→ **Prompt**: Without changing a single character, copy every record below.

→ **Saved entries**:
● ● ● ● ● ● ●

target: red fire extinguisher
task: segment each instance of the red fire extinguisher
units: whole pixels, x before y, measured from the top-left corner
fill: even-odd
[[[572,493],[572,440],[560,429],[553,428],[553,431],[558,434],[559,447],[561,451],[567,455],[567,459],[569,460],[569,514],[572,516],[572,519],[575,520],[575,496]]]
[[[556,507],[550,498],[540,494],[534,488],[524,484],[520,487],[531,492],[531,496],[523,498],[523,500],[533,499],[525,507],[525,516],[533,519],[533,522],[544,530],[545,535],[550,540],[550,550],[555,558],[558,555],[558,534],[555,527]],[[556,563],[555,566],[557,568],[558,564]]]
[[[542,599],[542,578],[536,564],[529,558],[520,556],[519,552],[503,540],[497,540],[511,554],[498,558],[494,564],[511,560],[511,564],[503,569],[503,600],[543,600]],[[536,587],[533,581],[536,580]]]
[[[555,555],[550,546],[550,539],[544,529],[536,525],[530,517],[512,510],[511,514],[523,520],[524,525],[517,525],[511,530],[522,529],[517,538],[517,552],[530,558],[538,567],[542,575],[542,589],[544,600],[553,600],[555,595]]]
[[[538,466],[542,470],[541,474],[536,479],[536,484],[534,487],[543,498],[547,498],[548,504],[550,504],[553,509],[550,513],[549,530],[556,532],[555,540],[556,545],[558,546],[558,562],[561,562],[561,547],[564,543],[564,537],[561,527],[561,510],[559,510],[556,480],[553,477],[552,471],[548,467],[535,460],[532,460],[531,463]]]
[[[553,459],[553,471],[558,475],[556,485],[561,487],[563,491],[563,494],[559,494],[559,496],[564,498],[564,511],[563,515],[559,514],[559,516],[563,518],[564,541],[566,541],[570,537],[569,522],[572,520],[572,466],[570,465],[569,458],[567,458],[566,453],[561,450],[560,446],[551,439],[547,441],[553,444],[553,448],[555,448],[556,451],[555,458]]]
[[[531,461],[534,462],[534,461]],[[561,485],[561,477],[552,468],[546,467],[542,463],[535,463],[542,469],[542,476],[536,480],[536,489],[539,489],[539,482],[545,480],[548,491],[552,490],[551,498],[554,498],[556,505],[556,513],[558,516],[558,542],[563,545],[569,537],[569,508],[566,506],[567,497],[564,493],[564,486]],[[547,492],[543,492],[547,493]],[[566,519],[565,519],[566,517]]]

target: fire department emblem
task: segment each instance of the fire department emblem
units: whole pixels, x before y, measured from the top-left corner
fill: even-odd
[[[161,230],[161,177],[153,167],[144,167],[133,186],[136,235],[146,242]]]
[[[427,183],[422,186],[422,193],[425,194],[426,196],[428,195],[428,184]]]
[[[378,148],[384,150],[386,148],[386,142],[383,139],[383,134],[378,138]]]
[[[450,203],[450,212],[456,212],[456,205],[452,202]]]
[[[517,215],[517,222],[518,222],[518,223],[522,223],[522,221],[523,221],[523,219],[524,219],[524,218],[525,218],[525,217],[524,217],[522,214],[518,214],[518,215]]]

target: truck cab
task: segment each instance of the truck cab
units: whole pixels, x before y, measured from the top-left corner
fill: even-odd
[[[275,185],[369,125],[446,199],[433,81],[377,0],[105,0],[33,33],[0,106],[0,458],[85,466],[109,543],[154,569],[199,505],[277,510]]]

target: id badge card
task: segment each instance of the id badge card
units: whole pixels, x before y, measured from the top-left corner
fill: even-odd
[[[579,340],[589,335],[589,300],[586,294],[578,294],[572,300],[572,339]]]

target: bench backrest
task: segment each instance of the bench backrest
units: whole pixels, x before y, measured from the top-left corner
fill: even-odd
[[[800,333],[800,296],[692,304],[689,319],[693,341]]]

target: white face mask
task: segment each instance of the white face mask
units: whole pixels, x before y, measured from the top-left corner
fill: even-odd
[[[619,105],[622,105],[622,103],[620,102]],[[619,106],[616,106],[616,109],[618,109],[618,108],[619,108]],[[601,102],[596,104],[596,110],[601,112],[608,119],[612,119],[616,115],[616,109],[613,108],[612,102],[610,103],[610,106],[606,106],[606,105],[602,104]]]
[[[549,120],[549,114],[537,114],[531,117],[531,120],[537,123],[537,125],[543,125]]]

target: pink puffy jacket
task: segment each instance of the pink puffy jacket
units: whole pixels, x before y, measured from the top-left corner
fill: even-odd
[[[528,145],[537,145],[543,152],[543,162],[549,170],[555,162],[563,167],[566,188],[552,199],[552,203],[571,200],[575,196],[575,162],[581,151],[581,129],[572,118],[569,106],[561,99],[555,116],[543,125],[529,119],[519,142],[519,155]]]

● ● ● ● ● ● ●

→ **Solved problem**:
target: red fire extinguisher
task: segment each instance of the red fire extinguisher
units: whole pixels, x before y, measured from the top-left corner
fill: even-odd
[[[572,493],[572,440],[560,429],[553,428],[553,431],[558,434],[559,447],[561,451],[567,455],[567,459],[569,460],[569,514],[572,516],[572,519],[575,520],[575,496]]]
[[[556,507],[550,498],[540,494],[534,488],[524,484],[520,487],[531,492],[531,496],[523,498],[523,500],[533,499],[525,507],[525,516],[533,519],[533,522],[544,530],[545,535],[550,540],[550,550],[555,558],[558,555],[558,534],[555,527]],[[556,563],[555,566],[557,568],[558,564]]]
[[[542,599],[542,578],[536,564],[529,558],[520,556],[519,552],[503,540],[497,540],[511,554],[498,558],[494,564],[511,560],[511,564],[503,569],[503,600],[543,600]],[[536,587],[533,581],[536,580]]]
[[[555,555],[550,546],[550,539],[544,529],[536,525],[530,517],[512,510],[511,514],[523,520],[524,525],[517,525],[511,530],[522,529],[517,538],[517,552],[530,558],[538,567],[542,575],[542,589],[544,600],[553,600],[555,595]]]
[[[538,466],[542,470],[541,474],[536,479],[536,484],[534,487],[543,498],[547,498],[548,504],[550,504],[553,509],[550,513],[549,530],[556,532],[555,540],[556,545],[558,546],[558,562],[561,562],[561,547],[564,543],[564,537],[561,527],[561,510],[559,510],[556,480],[553,477],[552,471],[548,467],[535,460],[532,460],[531,463]]]
[[[553,459],[553,471],[558,475],[556,485],[561,487],[563,491],[563,494],[559,494],[559,496],[564,498],[564,511],[563,515],[559,514],[559,516],[563,518],[564,541],[566,541],[570,537],[569,522],[572,520],[572,466],[570,465],[569,458],[567,458],[566,453],[561,450],[560,446],[551,439],[547,441],[553,444],[553,448],[555,448],[556,451],[555,458]]]
[[[531,461],[534,462],[534,461]],[[561,485],[561,477],[552,468],[546,467],[542,463],[535,463],[542,469],[542,476],[536,480],[536,489],[539,489],[539,482],[545,480],[548,491],[552,490],[551,498],[554,498],[556,505],[556,513],[558,516],[558,542],[563,545],[569,537],[569,508],[566,506],[567,497],[564,493],[564,486]],[[547,492],[543,492],[547,493]],[[566,519],[565,519],[566,517]]]

target: fire department emblem
task: segment each instance of the fire department emblem
units: whole pixels, x before y, measured from the top-left corner
fill: even-odd
[[[161,230],[161,177],[153,167],[144,167],[133,186],[136,235],[146,242]]]
[[[427,183],[422,186],[422,193],[425,194],[426,196],[428,195],[428,184]]]
[[[378,148],[384,150],[386,148],[386,142],[383,139],[383,134],[378,138]]]
[[[450,203],[450,212],[456,212],[456,205],[452,202]]]
[[[517,215],[517,222],[518,222],[518,223],[522,223],[522,221],[523,221],[523,219],[524,219],[524,218],[525,218],[525,217],[524,217],[522,214],[518,214],[518,215]]]

target: truck cab
task: segment each instance of the truck cab
units: whole pixels, x before y, measured from the top-left corner
fill: even-odd
[[[275,185],[369,125],[446,199],[433,81],[377,0],[105,0],[33,33],[0,106],[0,458],[85,466],[109,543],[154,569],[199,505],[277,510]]]

target: id badge card
task: segment each instance of the id badge card
units: whole pixels, x before y, measured from the top-left corner
fill: even-odd
[[[579,340],[589,335],[589,300],[586,294],[578,294],[572,300],[572,339]]]

target: bench backrest
task: segment each instance of the bench backrest
units: whole pixels, x before y, measured from the top-left corner
fill: even-odd
[[[800,333],[800,296],[692,304],[689,319],[693,341]]]

target: white face mask
task: segment each instance of the white face mask
units: whole pixels, x before y, measured from the top-left corner
fill: even-odd
[[[619,105],[622,105],[622,103],[620,102]],[[619,106],[616,106],[616,109],[618,109],[618,108],[619,108]],[[601,102],[596,104],[596,110],[601,112],[608,119],[612,119],[616,115],[616,109],[613,108],[612,102],[610,103],[610,106],[606,106],[606,105],[602,104]]]
[[[549,120],[549,114],[537,114],[531,117],[531,120],[537,123],[537,125],[543,125]]]

target: pink puffy jacket
task: segment each instance of the pink puffy jacket
units: whole pixels, x before y, measured from the top-left corner
fill: even-odd
[[[528,145],[537,145],[543,152],[543,162],[549,170],[555,162],[563,167],[566,188],[552,199],[552,203],[571,200],[575,196],[575,162],[581,151],[581,129],[572,118],[569,106],[561,99],[555,116],[543,125],[529,119],[519,142],[519,155]]]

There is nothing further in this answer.